--- begin ENTRIES SUPPLIED ---

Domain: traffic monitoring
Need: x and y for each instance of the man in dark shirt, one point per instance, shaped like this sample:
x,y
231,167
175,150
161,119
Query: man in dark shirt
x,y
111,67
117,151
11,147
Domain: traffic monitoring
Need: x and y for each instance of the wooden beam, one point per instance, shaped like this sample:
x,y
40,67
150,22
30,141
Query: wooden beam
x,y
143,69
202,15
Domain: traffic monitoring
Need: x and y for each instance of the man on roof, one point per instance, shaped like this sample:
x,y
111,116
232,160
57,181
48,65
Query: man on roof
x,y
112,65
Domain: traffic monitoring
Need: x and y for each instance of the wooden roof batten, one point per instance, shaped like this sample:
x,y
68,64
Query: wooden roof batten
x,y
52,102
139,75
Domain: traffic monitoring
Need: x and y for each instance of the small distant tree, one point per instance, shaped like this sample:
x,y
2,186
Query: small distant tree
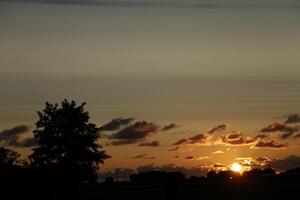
x,y
8,157
67,140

--- end ENTRIES SUPPLIED ---

**EXERCISE AIM:** Extract every line of the items above without changing a word, and leave out the pictures.

**EXERCISE OUTPUT:**
Domain: traffic monitoring
Need: x and y for each instance of the man in dark shirt, one point per instance, shaped like this sample:
x,y
231,167
175,150
161,119
Query: man in dark shirt
x,y
111,67
117,151
11,147
Domain: traffic monitoring
Need: x and y for each instance of the wooden beam, one point per instance, shaped like this sample:
x,y
40,67
150,22
30,141
Query: wooden beam
x,y
143,69
202,15
Domain: traffic monitoring
Need: x and y for each instance of the man on roof, one point per instance, shaped like this sample:
x,y
111,116
232,160
57,181
48,65
Query: man on roof
x,y
112,65
Domain: traffic monitoring
Need: x and y for each instance of the wooden roof batten, one point per instance, shaped like this sample:
x,y
68,64
Query: wooden roof batten
x,y
52,102
139,75
Domain: traffic monitoring
Need: x and y for each instance of the small distant tree, one point per instance, shaped like this sample:
x,y
2,186
Query: small distant tree
x,y
8,157
67,140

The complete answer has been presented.